The data START
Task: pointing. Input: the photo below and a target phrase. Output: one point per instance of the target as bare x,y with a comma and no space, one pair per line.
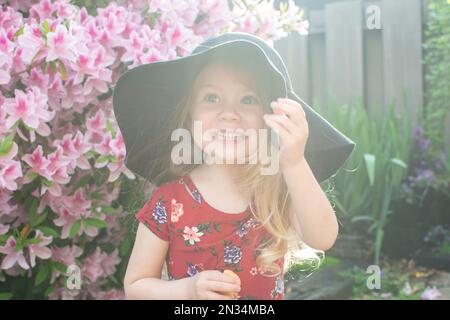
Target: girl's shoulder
175,188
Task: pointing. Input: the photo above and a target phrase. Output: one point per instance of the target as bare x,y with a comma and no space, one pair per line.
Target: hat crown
269,51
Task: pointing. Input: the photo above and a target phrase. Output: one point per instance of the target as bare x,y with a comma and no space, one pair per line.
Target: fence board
402,52
344,51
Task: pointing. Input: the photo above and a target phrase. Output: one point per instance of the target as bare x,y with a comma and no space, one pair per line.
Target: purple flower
159,213
197,196
430,294
232,254
192,270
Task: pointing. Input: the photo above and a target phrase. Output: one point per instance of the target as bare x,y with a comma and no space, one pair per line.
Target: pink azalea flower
21,108
67,254
31,42
42,10
39,249
12,256
39,163
5,207
192,235
61,44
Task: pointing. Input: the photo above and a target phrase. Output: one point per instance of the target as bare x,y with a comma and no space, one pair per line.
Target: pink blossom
67,254
31,42
61,44
3,229
10,169
100,264
39,163
21,108
12,256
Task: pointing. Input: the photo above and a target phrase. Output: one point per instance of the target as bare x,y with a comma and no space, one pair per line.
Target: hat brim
145,100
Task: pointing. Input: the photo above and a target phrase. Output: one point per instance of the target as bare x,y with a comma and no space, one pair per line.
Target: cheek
255,119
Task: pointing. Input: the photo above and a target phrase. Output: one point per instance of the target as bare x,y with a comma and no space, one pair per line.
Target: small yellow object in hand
231,273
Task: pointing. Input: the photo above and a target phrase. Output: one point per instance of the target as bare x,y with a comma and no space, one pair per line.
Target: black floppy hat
145,100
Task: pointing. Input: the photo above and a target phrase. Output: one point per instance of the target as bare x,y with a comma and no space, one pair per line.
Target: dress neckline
199,199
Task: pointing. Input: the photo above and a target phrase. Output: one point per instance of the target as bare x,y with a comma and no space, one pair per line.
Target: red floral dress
204,238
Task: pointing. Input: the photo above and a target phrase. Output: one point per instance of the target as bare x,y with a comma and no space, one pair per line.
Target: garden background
67,201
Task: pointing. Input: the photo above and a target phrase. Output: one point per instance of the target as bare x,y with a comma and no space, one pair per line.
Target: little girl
206,218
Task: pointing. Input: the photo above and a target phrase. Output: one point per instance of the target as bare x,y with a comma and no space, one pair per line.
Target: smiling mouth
227,136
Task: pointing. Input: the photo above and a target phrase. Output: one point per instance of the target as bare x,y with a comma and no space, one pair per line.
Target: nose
229,114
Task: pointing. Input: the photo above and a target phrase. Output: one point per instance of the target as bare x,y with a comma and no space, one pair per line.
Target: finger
211,295
293,103
219,276
223,286
295,113
285,122
281,131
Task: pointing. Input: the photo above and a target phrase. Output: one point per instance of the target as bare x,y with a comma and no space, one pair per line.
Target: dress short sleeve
155,214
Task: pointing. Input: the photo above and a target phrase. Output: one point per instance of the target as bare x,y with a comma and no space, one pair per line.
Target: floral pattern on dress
204,239
279,287
177,210
191,235
232,254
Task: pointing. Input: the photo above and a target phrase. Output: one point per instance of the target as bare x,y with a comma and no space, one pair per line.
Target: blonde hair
270,199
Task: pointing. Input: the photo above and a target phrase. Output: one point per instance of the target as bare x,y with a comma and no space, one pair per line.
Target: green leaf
6,145
5,295
43,274
75,228
370,166
61,267
362,218
95,223
49,232
399,162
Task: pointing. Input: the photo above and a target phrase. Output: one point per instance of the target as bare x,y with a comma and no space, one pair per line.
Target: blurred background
379,71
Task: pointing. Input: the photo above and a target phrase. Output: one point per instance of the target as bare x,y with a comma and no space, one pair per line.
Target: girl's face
226,104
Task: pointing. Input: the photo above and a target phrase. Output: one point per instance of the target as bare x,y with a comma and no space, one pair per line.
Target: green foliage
393,281
366,187
437,79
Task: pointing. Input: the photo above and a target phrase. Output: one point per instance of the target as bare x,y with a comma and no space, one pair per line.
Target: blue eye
212,98
249,100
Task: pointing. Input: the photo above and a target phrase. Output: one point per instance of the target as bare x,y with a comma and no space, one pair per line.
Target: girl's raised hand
289,118
214,285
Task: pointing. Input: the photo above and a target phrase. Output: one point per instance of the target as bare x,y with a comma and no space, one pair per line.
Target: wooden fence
369,51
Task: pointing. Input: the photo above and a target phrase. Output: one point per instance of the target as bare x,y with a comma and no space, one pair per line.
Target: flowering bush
61,153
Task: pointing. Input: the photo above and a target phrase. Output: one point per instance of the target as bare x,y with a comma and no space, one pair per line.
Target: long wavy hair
270,200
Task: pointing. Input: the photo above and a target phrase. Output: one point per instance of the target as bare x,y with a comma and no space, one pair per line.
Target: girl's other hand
214,285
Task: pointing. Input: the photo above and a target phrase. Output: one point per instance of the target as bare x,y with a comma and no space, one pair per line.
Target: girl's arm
143,275
313,216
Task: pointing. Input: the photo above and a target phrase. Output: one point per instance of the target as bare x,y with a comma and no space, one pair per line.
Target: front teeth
228,136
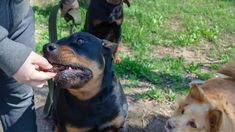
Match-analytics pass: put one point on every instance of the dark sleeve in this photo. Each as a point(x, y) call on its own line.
point(12, 54)
point(67, 1)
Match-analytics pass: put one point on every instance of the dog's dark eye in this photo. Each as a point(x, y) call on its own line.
point(182, 112)
point(80, 41)
point(192, 124)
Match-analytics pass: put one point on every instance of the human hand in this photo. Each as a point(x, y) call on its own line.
point(66, 7)
point(30, 74)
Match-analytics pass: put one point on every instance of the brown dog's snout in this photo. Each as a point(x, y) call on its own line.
point(170, 124)
point(50, 48)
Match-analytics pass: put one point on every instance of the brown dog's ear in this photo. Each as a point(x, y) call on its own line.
point(127, 2)
point(110, 45)
point(196, 93)
point(215, 119)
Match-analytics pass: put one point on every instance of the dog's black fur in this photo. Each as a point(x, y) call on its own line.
point(106, 110)
point(104, 20)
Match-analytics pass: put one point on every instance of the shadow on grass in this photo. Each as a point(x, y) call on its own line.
point(154, 124)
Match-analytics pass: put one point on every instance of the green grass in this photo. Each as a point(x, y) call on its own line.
point(153, 24)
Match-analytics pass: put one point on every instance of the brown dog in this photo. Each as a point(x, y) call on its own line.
point(208, 108)
point(104, 20)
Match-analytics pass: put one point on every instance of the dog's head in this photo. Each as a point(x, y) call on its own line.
point(78, 59)
point(115, 2)
point(195, 114)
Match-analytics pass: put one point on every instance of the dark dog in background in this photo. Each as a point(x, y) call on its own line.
point(87, 95)
point(104, 20)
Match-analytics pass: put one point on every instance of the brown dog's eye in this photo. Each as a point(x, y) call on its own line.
point(192, 124)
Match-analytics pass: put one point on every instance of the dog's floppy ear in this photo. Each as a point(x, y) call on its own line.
point(127, 2)
point(196, 93)
point(110, 45)
point(215, 119)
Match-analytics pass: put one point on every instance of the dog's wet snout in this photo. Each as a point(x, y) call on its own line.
point(51, 47)
point(170, 125)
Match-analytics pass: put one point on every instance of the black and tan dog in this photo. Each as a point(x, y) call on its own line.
point(104, 20)
point(88, 97)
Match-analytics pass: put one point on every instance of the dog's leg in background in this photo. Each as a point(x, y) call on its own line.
point(117, 59)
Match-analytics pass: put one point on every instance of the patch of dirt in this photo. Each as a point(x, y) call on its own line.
point(195, 53)
point(175, 24)
point(199, 53)
point(144, 115)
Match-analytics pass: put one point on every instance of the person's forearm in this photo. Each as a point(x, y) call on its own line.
point(12, 54)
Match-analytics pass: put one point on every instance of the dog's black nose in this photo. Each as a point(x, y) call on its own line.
point(51, 47)
point(170, 125)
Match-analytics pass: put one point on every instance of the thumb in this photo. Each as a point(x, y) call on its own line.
point(40, 61)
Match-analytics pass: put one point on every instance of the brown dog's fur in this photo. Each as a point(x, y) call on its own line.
point(104, 20)
point(209, 107)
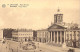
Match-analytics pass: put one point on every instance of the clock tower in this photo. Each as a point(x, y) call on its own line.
point(58, 18)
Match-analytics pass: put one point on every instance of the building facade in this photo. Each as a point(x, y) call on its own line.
point(72, 37)
point(43, 36)
point(22, 35)
point(1, 35)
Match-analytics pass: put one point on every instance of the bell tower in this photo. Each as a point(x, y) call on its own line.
point(58, 18)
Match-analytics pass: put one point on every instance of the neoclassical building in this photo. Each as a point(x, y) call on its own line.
point(43, 36)
point(60, 33)
point(22, 35)
point(57, 31)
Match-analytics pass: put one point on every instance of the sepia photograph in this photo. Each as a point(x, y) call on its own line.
point(39, 25)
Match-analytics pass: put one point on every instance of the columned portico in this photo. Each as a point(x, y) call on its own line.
point(56, 37)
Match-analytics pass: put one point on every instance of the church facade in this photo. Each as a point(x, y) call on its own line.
point(59, 34)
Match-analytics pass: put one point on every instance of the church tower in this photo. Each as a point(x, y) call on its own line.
point(58, 18)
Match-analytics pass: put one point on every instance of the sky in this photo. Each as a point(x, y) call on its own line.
point(39, 14)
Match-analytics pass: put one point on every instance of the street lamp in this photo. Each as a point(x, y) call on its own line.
point(17, 49)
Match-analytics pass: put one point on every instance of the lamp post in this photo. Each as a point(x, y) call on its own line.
point(17, 49)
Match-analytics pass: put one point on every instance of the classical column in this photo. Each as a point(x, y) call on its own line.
point(51, 36)
point(64, 36)
point(57, 37)
point(54, 37)
point(60, 37)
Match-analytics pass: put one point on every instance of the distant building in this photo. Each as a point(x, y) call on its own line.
point(1, 34)
point(57, 30)
point(73, 37)
point(22, 35)
point(43, 36)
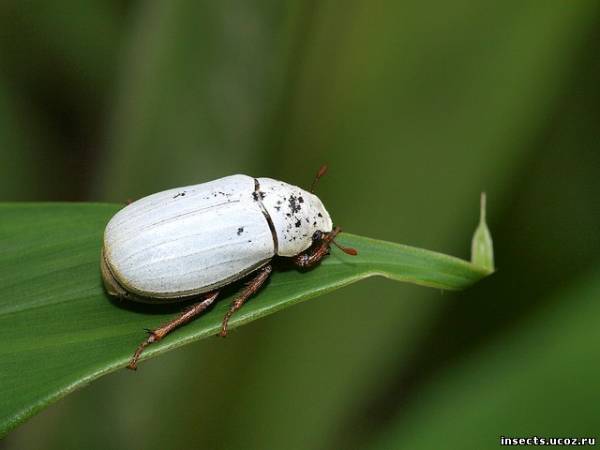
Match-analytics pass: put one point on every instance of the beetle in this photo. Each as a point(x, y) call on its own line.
point(187, 243)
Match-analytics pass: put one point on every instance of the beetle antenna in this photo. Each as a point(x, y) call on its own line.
point(322, 171)
point(347, 250)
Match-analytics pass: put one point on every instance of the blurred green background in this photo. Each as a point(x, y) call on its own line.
point(416, 107)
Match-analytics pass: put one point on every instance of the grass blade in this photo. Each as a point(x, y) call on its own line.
point(59, 330)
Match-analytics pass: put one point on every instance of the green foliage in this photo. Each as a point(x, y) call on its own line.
point(60, 330)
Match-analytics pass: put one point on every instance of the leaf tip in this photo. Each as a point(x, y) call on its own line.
point(482, 247)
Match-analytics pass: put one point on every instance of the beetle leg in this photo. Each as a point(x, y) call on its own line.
point(183, 318)
point(312, 256)
point(251, 287)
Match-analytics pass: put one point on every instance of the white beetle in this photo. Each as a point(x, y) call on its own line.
point(189, 242)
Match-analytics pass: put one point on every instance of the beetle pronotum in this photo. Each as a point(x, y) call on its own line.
point(187, 243)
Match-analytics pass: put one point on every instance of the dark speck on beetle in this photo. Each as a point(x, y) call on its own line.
point(294, 204)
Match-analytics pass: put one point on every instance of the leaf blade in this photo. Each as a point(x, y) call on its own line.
point(59, 330)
The data END
Problem requirements
Print exactly the lines from the one with "the leaf tip" through the last line of the material, including both, and no others.

Reply to the exercise
Match-analytics pass: put one point on every instance of the leaf tip in this photo. Each as a point(x, y) call on its own line.
point(482, 247)
Match-analytics pass: put one point on every instance of the beetle leg in this photo. Each as a point(x, y) call on its own line.
point(183, 318)
point(312, 256)
point(251, 287)
Match-analytics pass: put one point on every instance of the white beetle in this photo. Each as a point(x, y) call on its own line.
point(189, 242)
Match-analytics pass: put one point on every instance of the beetle pronotum in this photo. Each as a point(x, y) call on its own line.
point(187, 243)
Match-analytics pass: put one point on every instance of the dark speck on beetle in this photo. Each as a point(x, y) call on its own line.
point(294, 204)
Match-analytics pass: put one point on every instance of the leaf blade in this photo. Each as a point(x, y) call on its own line.
point(59, 330)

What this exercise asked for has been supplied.